▶ _WHAT IS EXPECTED_: Write out each line beneath this one exactly as it reads.

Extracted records
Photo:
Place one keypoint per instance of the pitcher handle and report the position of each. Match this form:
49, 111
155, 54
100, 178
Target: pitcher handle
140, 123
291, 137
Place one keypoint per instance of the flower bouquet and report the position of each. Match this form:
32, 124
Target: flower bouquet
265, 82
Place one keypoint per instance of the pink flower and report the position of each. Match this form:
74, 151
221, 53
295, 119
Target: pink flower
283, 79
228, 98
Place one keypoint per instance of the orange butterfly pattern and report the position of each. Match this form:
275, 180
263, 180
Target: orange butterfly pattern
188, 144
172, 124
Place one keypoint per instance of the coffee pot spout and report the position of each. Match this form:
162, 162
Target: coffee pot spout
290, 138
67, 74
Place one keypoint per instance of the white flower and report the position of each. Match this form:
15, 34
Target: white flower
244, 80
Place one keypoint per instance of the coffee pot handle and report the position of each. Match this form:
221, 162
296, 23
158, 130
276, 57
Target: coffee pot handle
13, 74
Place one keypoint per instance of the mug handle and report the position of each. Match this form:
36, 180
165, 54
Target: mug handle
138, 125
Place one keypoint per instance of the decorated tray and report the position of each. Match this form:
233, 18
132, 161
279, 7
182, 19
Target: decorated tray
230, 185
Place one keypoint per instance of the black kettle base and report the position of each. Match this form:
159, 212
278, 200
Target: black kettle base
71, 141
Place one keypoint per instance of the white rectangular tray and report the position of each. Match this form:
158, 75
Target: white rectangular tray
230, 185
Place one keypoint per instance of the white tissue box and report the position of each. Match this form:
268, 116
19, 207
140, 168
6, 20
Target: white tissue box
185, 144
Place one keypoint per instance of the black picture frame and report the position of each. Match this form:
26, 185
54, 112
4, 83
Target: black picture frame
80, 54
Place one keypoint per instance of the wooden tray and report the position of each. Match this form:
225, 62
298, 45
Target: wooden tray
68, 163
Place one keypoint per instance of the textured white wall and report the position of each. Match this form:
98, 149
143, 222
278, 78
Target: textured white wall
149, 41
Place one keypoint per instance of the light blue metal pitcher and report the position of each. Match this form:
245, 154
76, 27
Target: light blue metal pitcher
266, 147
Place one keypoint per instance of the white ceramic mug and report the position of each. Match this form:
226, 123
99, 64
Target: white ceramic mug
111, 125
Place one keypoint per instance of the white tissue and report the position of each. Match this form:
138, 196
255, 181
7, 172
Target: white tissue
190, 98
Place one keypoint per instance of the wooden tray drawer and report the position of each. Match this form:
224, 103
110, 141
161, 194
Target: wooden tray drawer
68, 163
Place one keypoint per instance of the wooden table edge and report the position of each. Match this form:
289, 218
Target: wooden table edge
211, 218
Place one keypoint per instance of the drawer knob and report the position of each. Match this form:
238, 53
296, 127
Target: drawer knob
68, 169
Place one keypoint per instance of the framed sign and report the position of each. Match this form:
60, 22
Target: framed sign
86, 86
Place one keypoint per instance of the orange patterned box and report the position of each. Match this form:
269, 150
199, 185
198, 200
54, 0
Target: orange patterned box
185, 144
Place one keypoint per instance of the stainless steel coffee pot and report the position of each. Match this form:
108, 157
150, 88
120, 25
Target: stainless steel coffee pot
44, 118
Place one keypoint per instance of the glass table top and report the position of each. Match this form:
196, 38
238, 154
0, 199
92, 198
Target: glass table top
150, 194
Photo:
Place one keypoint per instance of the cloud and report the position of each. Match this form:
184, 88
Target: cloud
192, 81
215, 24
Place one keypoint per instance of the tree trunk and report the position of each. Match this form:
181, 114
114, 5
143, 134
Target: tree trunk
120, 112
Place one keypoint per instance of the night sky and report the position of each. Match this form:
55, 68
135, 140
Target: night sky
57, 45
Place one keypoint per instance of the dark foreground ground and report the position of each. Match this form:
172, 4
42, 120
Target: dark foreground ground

▶ _REPLY TO THE TASK_:
Photo:
Place one keypoint per instance of the pitcher handle and report the position of each. Match this form:
49, 111
155, 54
100, 178
Target: pitcher handle
140, 123
291, 137
Place one keypoint per instance of the flower bouquet and report the position of each. Match this form:
32, 124
Target: flower bouquet
265, 82
Place one keypoint per instance of the pink flower and report the position of each. Match this form:
74, 151
221, 53
295, 119
Target: pink flower
283, 79
228, 98
Place one keypoint per instance of the orange butterfly pattern and report the position of each. Match this form:
275, 180
263, 180
Target: orange butterfly pattern
188, 144
172, 124
Place one keypoint per instance of the coffee pot spout and report the position of each. Match this form:
162, 162
Target: coffee pot spout
290, 138
67, 74
Place one keypoint per instance of the white flower and report the position of each. Match this form:
15, 34
Target: white flower
244, 80
Place one keypoint per instance of the coffee pot handle and report the position of each. Match this form:
221, 162
296, 23
158, 130
276, 57
Target: coffee pot handle
13, 74
Place one keypoint per instance of the mug handle and report the position of each. Match this form:
36, 180
165, 54
Target: mug handle
138, 125
Place one keypoint per instance of the decorated tray and report the position of each. Match this form:
233, 18
132, 161
279, 7
182, 19
Target: decorated tray
230, 185
Place one keypoint per instance of the black kettle base and report the position of each. Match this form:
159, 212
278, 200
Target: black kettle base
71, 141
Place one keypoint per instance of the white rectangular tray and report the position of each. Match this form:
158, 75
Target: white rectangular tray
230, 185
Place one keypoint per instance of the white tissue box and report the position of each. Match this form:
268, 116
19, 207
140, 168
6, 20
Target: white tissue box
185, 144
Place one keypoint per instance of the black picture frame and report the position of each. Match this form:
26, 185
54, 112
4, 83
Target: black picture frame
80, 54
Place one keypoint per instance of the wooden tray and report the position of each. Match this form:
225, 62
298, 45
Target: wooden tray
68, 163
Place one keypoint per instance of the textured white wall and report the position of each. Match this form:
98, 149
143, 222
278, 78
Target: textured white wall
149, 41
Place one keypoint per instance of the light blue metal pitcher and report the position of each. Match this form:
245, 154
76, 27
Target: light blue metal pitcher
266, 147
Place one keypoint per instance of the white ceramic mug and report the position of each. Match this form:
226, 123
99, 64
Target: white ceramic mug
111, 125
Place one keypoint per instance of the white tissue and report the position of each. Match this form:
138, 196
255, 181
7, 172
Target: white tissue
190, 98
Place one keypoint per instance of the wooden tray drawer and report the position of each. Match this form:
224, 103
110, 141
161, 194
Target: wooden tray drawer
68, 163
Place one keypoint per instance of the wooden table edge and report the position of each. Match this form:
289, 218
Target: wooden table edge
211, 218
Place one keypoint per instance of the drawer knob and report the position of each. Match this form:
238, 53
296, 127
Target: drawer knob
68, 169
Place one keypoint per instance of the framed sign and report the position of each. Match this form:
60, 22
Target: framed sign
86, 86
Place one keypoint per instance of the orange patterned box and report the position of each. Match this form:
269, 150
199, 185
198, 200
54, 0
Target: orange patterned box
185, 144
Place one keypoint per instance of the stainless steel coffee pot and report the position of each. Match this form:
108, 157
150, 88
120, 25
Target: stainless steel coffee pot
44, 118
Place one keypoint per instance of the glass table top and report the position of each. Match this form:
196, 38
238, 154
0, 199
92, 198
Target: glass table top
150, 194
Photo:
Place one keypoint per instance of the cloud and report the position of each. Match this form:
184, 88
Target: cloud
192, 81
215, 24
Place one keypoint per instance of the tree trunk and report the position of each. Match this form:
181, 114
114, 5
143, 134
Target: tree trunk
120, 112
Place one keypoint per instance of the night sky and report the position of each. Match this form:
55, 68
135, 140
Target: night sky
57, 45
Place one keypoint per instance of the dark foreground ground and report the position of each. Match this form:
172, 4
42, 120
Target: dark foreground ground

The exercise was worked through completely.